**SUPPLIED MATERIAL**
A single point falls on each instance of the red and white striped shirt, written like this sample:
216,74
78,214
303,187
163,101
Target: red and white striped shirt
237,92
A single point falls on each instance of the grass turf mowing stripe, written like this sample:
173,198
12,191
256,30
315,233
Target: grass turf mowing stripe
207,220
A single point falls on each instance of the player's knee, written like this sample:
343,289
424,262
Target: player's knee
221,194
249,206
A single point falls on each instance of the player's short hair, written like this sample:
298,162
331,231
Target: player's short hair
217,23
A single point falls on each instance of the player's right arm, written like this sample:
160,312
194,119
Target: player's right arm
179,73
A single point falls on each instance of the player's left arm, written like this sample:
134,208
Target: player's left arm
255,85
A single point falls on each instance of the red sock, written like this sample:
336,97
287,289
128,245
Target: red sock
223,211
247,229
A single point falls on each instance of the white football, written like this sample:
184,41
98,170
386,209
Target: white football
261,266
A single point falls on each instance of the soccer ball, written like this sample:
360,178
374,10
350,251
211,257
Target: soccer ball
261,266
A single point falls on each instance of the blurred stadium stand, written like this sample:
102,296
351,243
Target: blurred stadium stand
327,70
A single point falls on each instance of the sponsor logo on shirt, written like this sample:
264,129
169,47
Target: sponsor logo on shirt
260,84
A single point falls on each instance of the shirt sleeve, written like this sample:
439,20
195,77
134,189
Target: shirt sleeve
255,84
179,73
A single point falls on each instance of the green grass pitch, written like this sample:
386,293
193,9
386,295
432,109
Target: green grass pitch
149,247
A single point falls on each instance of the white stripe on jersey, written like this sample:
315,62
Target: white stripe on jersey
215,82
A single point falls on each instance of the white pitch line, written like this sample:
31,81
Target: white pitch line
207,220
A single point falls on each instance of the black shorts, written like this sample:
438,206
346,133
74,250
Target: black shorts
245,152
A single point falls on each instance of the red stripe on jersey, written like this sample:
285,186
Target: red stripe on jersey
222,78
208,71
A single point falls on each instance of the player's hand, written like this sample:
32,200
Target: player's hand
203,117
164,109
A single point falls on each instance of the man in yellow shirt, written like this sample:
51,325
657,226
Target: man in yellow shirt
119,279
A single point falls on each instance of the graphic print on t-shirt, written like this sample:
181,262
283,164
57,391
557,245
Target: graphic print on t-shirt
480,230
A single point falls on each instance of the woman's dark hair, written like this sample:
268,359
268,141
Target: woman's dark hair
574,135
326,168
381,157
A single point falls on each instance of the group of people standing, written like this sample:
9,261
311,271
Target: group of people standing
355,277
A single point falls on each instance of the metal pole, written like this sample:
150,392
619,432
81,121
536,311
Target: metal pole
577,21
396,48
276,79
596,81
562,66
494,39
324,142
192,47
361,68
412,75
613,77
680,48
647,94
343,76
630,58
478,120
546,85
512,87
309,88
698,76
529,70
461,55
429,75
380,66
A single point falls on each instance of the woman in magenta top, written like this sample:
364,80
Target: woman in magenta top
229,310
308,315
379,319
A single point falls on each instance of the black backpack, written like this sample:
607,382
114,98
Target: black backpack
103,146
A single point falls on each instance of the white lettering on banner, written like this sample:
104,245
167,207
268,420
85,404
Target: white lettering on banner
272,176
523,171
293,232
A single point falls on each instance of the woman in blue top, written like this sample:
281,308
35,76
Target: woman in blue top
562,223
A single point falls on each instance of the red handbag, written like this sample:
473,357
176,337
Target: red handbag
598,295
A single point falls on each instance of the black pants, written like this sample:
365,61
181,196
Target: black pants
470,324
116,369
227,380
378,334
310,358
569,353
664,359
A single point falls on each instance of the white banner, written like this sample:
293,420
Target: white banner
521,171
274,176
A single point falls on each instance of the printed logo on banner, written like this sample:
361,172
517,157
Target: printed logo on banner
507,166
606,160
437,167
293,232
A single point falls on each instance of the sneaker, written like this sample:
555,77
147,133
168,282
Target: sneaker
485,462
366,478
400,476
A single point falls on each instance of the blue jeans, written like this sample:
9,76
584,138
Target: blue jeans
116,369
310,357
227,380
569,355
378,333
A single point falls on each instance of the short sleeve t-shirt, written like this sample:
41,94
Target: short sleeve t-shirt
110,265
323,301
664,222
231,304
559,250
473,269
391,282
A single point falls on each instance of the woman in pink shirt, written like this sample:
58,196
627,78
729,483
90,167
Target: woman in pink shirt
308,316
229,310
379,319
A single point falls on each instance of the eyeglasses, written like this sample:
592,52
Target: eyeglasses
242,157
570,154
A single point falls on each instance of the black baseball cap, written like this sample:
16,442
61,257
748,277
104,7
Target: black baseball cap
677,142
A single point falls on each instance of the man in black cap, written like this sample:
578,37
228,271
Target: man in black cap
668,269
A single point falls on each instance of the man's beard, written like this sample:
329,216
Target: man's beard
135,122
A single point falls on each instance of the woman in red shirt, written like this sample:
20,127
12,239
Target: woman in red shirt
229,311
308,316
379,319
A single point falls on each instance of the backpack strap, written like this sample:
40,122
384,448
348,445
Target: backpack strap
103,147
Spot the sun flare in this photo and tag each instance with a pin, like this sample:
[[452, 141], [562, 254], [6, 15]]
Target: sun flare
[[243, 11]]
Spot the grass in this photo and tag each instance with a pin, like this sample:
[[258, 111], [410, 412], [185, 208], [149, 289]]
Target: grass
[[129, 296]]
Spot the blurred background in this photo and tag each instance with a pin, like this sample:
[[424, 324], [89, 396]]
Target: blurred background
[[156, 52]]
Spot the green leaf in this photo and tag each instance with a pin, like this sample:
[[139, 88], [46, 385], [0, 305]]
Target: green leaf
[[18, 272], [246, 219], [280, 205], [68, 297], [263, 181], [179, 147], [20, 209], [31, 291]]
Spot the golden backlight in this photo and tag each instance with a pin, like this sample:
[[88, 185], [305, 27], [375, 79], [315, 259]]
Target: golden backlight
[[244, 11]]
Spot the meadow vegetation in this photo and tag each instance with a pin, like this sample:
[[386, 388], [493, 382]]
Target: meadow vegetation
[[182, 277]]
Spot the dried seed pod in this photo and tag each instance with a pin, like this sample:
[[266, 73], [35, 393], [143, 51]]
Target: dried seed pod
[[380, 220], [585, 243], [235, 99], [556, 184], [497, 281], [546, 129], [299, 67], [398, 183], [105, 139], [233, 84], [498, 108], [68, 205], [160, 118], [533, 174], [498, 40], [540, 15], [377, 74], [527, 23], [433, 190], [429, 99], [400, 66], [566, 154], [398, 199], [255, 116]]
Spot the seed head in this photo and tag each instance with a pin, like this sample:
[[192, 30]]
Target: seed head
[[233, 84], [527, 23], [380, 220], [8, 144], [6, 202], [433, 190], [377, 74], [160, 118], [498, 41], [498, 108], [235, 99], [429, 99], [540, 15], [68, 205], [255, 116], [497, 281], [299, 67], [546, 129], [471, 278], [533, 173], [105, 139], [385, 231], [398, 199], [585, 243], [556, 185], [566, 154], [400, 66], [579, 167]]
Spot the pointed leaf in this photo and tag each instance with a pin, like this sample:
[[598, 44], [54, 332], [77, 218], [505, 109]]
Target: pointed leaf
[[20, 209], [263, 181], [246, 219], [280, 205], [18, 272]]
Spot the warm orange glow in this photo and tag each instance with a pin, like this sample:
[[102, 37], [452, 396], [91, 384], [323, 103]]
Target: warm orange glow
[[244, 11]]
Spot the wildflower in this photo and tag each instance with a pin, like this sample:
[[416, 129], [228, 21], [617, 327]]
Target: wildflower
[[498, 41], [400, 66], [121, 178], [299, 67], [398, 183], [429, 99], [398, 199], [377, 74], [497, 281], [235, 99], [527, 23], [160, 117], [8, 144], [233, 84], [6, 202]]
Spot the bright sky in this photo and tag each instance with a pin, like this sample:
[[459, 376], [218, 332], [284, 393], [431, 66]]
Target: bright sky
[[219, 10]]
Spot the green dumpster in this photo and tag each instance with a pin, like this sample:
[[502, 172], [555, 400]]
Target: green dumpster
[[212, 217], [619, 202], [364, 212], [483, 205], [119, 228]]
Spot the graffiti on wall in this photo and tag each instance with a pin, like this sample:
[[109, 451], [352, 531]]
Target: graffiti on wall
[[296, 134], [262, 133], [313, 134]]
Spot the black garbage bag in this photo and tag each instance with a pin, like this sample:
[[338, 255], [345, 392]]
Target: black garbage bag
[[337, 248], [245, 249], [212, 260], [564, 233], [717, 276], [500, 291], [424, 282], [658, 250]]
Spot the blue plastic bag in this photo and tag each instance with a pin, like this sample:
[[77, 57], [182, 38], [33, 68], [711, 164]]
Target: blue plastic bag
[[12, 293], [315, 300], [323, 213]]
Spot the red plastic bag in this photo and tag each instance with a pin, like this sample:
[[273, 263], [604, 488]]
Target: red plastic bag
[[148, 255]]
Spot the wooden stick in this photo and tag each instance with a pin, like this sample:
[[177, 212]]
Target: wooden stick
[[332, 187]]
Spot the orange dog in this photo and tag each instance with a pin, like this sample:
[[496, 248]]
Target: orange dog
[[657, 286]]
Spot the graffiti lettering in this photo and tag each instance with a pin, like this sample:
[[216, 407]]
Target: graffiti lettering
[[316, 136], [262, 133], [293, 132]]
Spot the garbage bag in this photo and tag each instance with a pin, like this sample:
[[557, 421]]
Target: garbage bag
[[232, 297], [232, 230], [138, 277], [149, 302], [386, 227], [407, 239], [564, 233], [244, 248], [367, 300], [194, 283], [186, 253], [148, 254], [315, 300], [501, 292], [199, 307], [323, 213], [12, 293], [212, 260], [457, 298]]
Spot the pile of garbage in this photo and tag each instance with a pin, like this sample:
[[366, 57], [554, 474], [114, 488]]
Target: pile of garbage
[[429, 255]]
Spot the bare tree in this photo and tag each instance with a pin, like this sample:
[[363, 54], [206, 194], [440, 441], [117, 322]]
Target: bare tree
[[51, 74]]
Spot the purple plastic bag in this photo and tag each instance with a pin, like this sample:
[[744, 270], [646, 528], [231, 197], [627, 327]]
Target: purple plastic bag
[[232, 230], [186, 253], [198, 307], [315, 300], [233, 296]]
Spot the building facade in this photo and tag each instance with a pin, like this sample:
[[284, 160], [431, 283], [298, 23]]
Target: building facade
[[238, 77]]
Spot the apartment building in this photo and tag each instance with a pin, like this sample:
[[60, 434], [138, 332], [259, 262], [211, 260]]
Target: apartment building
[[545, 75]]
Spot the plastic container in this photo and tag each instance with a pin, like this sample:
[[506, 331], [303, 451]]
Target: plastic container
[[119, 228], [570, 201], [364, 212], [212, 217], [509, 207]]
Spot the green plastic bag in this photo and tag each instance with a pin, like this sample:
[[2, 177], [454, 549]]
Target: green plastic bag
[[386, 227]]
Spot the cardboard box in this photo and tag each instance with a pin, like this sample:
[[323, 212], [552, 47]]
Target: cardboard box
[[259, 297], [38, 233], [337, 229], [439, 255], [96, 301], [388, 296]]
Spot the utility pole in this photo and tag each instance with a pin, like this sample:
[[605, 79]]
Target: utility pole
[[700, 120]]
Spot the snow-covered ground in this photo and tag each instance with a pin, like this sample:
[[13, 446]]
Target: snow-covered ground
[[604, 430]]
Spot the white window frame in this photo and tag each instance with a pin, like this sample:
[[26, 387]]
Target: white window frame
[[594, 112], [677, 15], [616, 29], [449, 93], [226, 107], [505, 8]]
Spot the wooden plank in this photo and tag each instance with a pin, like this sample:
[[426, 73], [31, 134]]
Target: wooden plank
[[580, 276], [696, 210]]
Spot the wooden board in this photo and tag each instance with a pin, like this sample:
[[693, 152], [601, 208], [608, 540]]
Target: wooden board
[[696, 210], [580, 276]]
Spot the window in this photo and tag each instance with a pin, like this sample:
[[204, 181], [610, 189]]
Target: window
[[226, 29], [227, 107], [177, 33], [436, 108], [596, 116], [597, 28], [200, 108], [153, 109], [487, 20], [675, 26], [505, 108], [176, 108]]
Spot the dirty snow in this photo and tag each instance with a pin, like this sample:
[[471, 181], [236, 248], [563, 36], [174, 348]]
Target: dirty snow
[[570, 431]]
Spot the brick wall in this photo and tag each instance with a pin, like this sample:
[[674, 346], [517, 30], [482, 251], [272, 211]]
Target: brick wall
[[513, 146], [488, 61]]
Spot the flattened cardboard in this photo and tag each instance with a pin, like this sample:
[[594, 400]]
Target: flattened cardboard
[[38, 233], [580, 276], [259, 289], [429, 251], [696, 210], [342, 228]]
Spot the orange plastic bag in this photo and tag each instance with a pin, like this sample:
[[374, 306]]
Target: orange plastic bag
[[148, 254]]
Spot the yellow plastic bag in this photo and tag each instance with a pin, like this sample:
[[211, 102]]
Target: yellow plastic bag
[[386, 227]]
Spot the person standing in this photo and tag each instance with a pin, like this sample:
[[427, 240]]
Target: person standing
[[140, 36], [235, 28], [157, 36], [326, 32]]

**WHAT THE EXERCISE ASKS**
Your answer should be the exact lines above from the one with "Spot the blue" through the one with "Spot the graffiti lettering", both included, and nothing besides.

**RESULT OF THE EXERCISE**
Spot the blue plastic bag in this photo and tag each instance with a pin, like this sample:
[[77, 57], [182, 38], [33, 68], [711, 164]]
Target: blue plastic bag
[[12, 293], [315, 300], [323, 213]]
Spot the red plastic bag in this photo and tag each instance with a pin, like this sample:
[[273, 263], [604, 488]]
Target: red plastic bag
[[148, 255]]
Spot the wooden stick in this photo and tag each instance with a pin, like this sample:
[[177, 212]]
Target: wooden stick
[[332, 187]]
Spot the orange dog in this photo and tag each instance with a pin, like this sample:
[[496, 248]]
Target: orange dog
[[657, 286]]
Spot the graffiti lettering in this photo and tag each instance with a pin, like this sample:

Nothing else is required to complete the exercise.